— start —
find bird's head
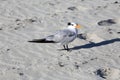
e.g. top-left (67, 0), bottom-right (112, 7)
top-left (68, 22), bottom-right (81, 29)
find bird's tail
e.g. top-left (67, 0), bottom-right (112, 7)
top-left (28, 38), bottom-right (55, 43)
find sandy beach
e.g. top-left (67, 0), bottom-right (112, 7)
top-left (0, 0), bottom-right (120, 80)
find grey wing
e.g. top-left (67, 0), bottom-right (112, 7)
top-left (46, 30), bottom-right (76, 45)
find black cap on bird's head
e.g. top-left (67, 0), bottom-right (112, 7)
top-left (68, 22), bottom-right (80, 28)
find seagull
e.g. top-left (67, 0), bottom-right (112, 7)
top-left (28, 22), bottom-right (81, 51)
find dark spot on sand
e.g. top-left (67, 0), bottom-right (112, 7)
top-left (98, 19), bottom-right (116, 26)
top-left (67, 6), bottom-right (77, 11)
top-left (7, 49), bottom-right (10, 51)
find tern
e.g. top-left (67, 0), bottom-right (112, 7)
top-left (28, 22), bottom-right (81, 51)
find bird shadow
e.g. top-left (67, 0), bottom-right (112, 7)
top-left (71, 38), bottom-right (120, 50)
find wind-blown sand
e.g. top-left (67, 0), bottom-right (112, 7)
top-left (0, 0), bottom-right (120, 80)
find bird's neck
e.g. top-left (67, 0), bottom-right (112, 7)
top-left (68, 27), bottom-right (78, 33)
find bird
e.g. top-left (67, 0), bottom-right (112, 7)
top-left (28, 22), bottom-right (81, 51)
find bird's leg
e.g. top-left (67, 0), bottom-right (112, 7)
top-left (63, 45), bottom-right (66, 50)
top-left (66, 44), bottom-right (69, 50)
top-left (63, 44), bottom-right (71, 51)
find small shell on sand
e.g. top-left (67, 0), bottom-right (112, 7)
top-left (95, 67), bottom-right (120, 80)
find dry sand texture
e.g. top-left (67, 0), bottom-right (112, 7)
top-left (0, 0), bottom-right (120, 80)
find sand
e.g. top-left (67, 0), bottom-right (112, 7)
top-left (0, 0), bottom-right (120, 80)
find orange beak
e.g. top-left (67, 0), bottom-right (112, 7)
top-left (75, 24), bottom-right (81, 29)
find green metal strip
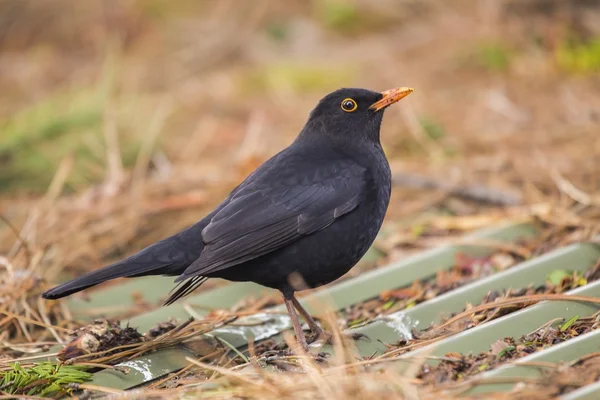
— end —
● WORK REQUIRED
Write these lines out again exactly as they are, from start to finish, and leave out the pictures.

● FINISHED TASK
find bird's head
e.g. top-left (67, 0), bottom-right (112, 7)
top-left (68, 22), bottom-right (81, 29)
find bird's tail
e.g. top-left (67, 0), bottom-right (112, 7)
top-left (28, 38), bottom-right (55, 43)
find sandy beach
e.g. top-left (67, 0), bottom-right (112, 7)
top-left (0, 0), bottom-right (120, 80)
find grey wing
e.g. top-left (67, 0), bottom-right (112, 7)
top-left (46, 30), bottom-right (76, 45)
find black cap on bird's head
e.g. top-left (67, 0), bottom-right (112, 7)
top-left (68, 22), bottom-right (80, 28)
find seagull
e.g. top-left (67, 0), bottom-right (112, 7)
top-left (28, 22), bottom-right (81, 51)
find dark spot on sand
e.g. top-left (67, 0), bottom-right (112, 7)
top-left (98, 19), bottom-right (116, 26)
top-left (67, 6), bottom-right (77, 11)
top-left (7, 49), bottom-right (10, 51)
find tern
e.g. top-left (67, 0), bottom-right (112, 7)
top-left (28, 22), bottom-right (81, 51)
find bird shadow
e.g. top-left (67, 0), bottom-right (112, 7)
top-left (71, 38), bottom-right (120, 50)
find wind-blown sand
e.g. top-left (67, 0), bottom-right (112, 7)
top-left (0, 0), bottom-right (120, 80)
find bird's neck
e.g. top-left (67, 0), bottom-right (112, 7)
top-left (68, 27), bottom-right (78, 33)
find bird
e.g. top-left (67, 0), bottom-right (112, 7)
top-left (28, 22), bottom-right (81, 51)
find bird's leg
e.g. top-left (67, 0), bottom-right (112, 7)
top-left (63, 45), bottom-right (66, 50)
top-left (66, 44), bottom-right (69, 50)
top-left (63, 44), bottom-right (71, 51)
find small shell on sand
e.g. top-left (67, 0), bottom-right (112, 7)
top-left (95, 67), bottom-right (120, 80)
find dry sand texture
e.g. top-left (67, 0), bottom-right (112, 7)
top-left (0, 0), bottom-right (120, 80)
find sand
e.g. top-left (67, 0), bottom-right (112, 7)
top-left (0, 0), bottom-right (120, 80)
find orange beak
e.g. top-left (67, 0), bottom-right (112, 7)
top-left (75, 24), bottom-right (81, 29)
find green metal strip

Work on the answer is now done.